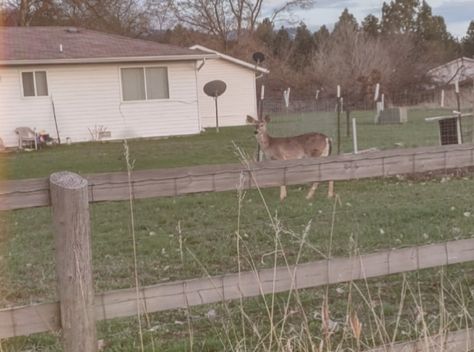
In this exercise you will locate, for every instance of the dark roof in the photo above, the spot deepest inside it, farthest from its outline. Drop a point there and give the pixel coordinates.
(70, 44)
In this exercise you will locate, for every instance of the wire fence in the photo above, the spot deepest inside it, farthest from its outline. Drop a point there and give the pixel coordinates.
(395, 121)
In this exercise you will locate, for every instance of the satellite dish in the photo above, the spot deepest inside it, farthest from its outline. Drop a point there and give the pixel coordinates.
(258, 57)
(215, 88)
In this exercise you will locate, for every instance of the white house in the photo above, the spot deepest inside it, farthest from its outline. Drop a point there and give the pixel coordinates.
(97, 81)
(460, 69)
(239, 99)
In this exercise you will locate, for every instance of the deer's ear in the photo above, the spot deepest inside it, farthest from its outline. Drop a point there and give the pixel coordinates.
(250, 119)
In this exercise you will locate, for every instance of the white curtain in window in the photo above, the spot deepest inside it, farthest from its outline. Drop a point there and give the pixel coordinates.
(28, 84)
(157, 83)
(41, 83)
(133, 84)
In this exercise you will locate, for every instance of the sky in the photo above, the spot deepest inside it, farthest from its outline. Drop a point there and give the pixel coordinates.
(457, 13)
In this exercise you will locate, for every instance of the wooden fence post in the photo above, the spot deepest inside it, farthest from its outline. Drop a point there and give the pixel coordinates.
(70, 208)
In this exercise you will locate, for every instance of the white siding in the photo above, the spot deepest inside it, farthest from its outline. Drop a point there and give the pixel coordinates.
(86, 96)
(238, 101)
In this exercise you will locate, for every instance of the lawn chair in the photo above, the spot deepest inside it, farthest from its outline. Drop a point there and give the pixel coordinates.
(26, 137)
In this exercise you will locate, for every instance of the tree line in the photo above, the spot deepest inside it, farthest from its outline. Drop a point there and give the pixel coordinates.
(395, 50)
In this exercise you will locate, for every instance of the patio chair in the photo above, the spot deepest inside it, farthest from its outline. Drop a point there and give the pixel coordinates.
(26, 138)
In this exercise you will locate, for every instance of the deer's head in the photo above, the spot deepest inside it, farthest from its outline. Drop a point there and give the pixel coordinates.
(260, 125)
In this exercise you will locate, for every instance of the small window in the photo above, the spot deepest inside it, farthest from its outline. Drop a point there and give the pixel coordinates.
(34, 84)
(147, 83)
--- --- ---
> [Your instructions]
An exact copy of all the records is required, with the pictures omitted.

> [Your response]
In this exercise you will locate, for every instance of the dark roof in the photo above, the spot deepest inside it, farthest from its outline. Drop a point there and give the pixel coordinates.
(70, 44)
In this exercise you will locate, for every instance of the wire fence in the photo above, the spot deepest inside it, farthest from its outline. Drop a point there and give the pixel coordinates.
(395, 121)
In this exercise you will locate, for every instance of the satellite dish in the photo above, the spot deepest inside it, farthest from its outline. Drop a point there and give the pixel coordinates.
(258, 57)
(215, 88)
In this exercise you will locate, for every instance of the white house in the photo above, the spot deepest inside it, farthest from its outline. Drop a point there and give the pixel coordinates.
(97, 81)
(460, 69)
(239, 99)
In this exercise you will locate, for every instance of the deer's ear in the photo above, the spot deepest inside it, farthest from its outline. Drop a point there and give the pixel coordinates.
(250, 119)
In this exercise you will locate, for every instance of the white curtain in window in the photo above, the spot deepest inside it, farthest from its outline. Drop a point there and give the pixel coordinates.
(28, 84)
(157, 83)
(41, 83)
(133, 84)
In this exercise you will locate, for every instance of the sky in the photo above, the spot deepest inside it, farthest from its outline. Drop a point there and give the pixel coordinates.
(457, 13)
In this exercise you will locate, for every instance of the wooden fence post in the photo above, the spot deepest inside it, farthest from its outline. Drop a point there and give the pixel coordinates.
(70, 208)
In this exercise you will locate, for every instance of the white siding in the photo above, the spot deepest inside it, farthest from its outline. Drop a point there and give the pixel coordinates.
(86, 96)
(238, 101)
In this exercise you will locate, for every instance of the lawn chair in the photo above, the spot deepest inside it, farthest from its outline. Drop a point there and give the pixel coordinates.
(26, 137)
In this exercise you will locate, for every instance of the tree line in the photo above, the spot deepest inside it, farthest from its outline. Drop a point there and give the pixel coordinates.
(395, 50)
In this exercise you will locate, for every instance of the patio chair in the photo above, the spot deepest inside it, farthest from its outline. Drop a point there and give the pixel coordinates.
(26, 138)
In this exercise you will locate, for every instance of the deer's head in the photo above, the spot deepest inside it, farthest from its outline. Drop a point there and give the pixel coordinates.
(260, 125)
In this exercise you will locate, for every instance of the small window in the photo above, the spot deepest inside it, farthest from its outline. Drop a point there and give the pixel coordinates.
(34, 84)
(147, 83)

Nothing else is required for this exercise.